Summarize the abstract on care provider collaboration and inpatient service time in two sentences.

## Quoted passage
···

Impacts of Care Provider Collaborations on the Service Time for Inpatient Stays: An Analysis Using Electronic Health Record Audit Logs and Dynamic Graphs
Abstract
Problem definition: Collaboration among care providers is critical to healthcare delivery, yet its impact on inpatient service times—especially at the interpersonnel level—remains unclear. Prior work has focused on team familiarity or shared experience. In contrast, we examine collaboration, which is defined as real-time coactivity during an inpatient stay. This study explores the nonlinear effects of collaboration on service time, focusing on weak initial collaboration, strengthening dynamics, and variability in collaboration strength. Methodology/results: Using electronic health record audit logs from a major U.S. hospital, we develop a temporal data-mining algorithm to construct dynamic graphs that measure collaboration strength among care providers. We then estimate its impact on inpatient length of stay (LOS), controlling for team familiarity and other confounders. We find a curvilinear (inverted U) relationship between collaboration and service time; weak initial collaboration increases LOS, but stronger collaboration—once past a tipping point of approximately two to four prior interactions—leads to efficiency gains, consistent with a learning curve. Importantly, this relationship holds even after accounting for familiarity. Additionally, we find that high variability in collaboration strength among providers leads to longer LOS, with a 5.4%–20.4% increase associated with every 0.5-standard-deviation increase in collaboration variability. Managerial implications: This study contributes to healthcare operations management by emphasizing the importance of strong, consistent collaboration among care providers. It suggests that optimizing collaboration dynamics by fostering more uniform collaboration patterns can enhance service efficiency and reduce inpatient service times.

···

## Entries contained in a dataset

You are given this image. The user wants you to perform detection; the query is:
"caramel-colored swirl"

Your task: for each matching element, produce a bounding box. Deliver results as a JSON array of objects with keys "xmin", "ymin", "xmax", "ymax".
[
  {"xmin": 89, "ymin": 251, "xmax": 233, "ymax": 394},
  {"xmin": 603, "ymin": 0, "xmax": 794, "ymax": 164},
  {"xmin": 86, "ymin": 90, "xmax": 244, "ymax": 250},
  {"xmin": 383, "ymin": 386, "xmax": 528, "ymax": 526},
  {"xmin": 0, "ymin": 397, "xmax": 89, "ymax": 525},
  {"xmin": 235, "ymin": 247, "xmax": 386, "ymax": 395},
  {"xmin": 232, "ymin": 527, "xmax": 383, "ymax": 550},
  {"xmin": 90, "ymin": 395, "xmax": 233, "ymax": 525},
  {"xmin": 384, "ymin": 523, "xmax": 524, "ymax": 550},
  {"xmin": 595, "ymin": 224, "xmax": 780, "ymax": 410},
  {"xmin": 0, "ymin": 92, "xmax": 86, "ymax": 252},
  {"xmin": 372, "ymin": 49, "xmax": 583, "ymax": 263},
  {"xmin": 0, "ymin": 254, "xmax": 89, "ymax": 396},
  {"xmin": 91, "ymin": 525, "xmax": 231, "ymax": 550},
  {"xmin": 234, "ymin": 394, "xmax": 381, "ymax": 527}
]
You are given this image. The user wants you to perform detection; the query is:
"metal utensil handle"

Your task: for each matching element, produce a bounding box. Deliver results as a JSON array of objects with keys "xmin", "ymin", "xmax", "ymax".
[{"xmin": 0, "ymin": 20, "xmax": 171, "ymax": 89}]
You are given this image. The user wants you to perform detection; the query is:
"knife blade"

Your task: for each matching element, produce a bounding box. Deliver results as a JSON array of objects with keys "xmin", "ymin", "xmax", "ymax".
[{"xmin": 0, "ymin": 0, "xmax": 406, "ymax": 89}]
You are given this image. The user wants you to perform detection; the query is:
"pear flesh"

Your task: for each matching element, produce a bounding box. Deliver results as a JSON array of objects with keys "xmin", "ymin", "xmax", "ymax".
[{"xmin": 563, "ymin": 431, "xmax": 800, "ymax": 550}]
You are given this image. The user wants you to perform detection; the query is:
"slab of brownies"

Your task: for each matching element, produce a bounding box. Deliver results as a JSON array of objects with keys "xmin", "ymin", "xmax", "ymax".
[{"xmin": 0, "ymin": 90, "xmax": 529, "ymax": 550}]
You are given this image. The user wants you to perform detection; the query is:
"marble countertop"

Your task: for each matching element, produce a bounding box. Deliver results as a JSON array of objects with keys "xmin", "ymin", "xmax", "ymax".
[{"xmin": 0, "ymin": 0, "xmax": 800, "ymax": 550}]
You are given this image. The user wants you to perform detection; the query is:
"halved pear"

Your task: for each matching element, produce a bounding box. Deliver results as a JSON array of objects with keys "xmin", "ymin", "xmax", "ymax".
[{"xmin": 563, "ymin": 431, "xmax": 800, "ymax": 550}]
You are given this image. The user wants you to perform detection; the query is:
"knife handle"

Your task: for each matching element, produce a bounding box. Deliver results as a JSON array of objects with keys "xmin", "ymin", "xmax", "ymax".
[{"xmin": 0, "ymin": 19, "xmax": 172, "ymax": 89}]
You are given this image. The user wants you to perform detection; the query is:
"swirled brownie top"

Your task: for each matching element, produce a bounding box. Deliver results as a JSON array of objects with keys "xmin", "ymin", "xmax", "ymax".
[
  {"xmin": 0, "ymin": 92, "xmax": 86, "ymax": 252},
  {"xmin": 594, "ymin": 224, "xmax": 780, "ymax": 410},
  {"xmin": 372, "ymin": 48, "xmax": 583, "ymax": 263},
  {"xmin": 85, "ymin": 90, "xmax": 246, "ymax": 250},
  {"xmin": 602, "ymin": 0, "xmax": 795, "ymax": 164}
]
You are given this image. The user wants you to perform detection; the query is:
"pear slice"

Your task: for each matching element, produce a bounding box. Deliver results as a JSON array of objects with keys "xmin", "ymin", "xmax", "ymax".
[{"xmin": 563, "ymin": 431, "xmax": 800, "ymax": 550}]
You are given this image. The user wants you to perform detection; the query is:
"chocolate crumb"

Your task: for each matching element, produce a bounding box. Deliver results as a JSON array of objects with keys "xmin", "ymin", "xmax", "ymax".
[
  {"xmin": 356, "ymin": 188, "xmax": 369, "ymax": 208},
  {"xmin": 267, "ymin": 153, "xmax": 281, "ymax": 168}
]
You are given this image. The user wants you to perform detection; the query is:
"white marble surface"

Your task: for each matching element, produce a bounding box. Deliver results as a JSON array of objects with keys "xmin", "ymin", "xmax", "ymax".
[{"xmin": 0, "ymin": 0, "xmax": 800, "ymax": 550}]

···

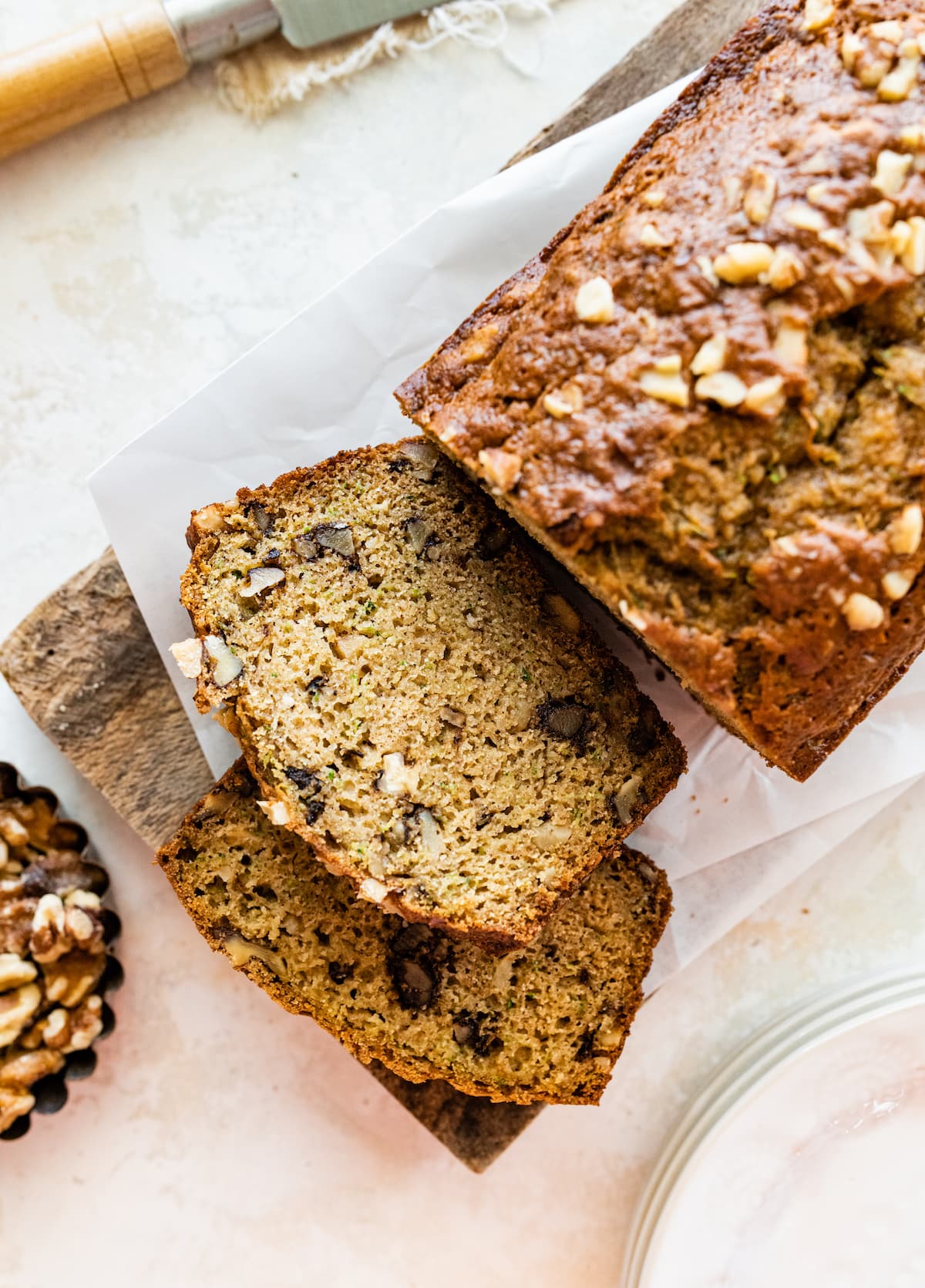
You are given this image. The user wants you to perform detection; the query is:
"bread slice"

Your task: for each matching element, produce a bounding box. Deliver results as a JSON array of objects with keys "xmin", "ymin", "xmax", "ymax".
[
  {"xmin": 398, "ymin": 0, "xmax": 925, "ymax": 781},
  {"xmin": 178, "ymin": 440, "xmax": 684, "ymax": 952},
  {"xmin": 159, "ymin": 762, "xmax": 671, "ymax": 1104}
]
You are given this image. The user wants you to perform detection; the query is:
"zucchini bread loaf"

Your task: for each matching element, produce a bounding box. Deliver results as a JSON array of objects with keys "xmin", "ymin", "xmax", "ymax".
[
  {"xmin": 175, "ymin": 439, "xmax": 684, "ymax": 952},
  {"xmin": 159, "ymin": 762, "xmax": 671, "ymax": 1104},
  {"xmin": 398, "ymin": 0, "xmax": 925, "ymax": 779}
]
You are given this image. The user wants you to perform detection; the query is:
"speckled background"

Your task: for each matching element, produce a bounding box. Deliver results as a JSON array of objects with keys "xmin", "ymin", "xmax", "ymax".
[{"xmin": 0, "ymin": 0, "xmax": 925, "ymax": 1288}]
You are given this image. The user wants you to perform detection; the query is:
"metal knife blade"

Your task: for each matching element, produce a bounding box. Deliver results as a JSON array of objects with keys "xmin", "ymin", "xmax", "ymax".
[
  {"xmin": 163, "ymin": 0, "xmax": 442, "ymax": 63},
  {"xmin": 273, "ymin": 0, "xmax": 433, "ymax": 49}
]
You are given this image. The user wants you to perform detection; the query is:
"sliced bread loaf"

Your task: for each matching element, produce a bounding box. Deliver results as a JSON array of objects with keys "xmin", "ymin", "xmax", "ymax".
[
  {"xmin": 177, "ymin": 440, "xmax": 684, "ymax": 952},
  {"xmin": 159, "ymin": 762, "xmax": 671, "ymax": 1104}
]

···

## Answer section
Using electronic health record audit logs from a major U.S. hospital, the study builds dynamic graphs that measure collaboration strength among care providers. It finds an inverted-U relationship with inpatient length of stay, even after accounting for familiarity: weak initial collaboration lengthens stays, collaboration past roughly two to four prior interactions brings efficiency gains, high variability in collaboration strength leads to longer stays, and fostering more uniform collaboration patterns can reduce service times.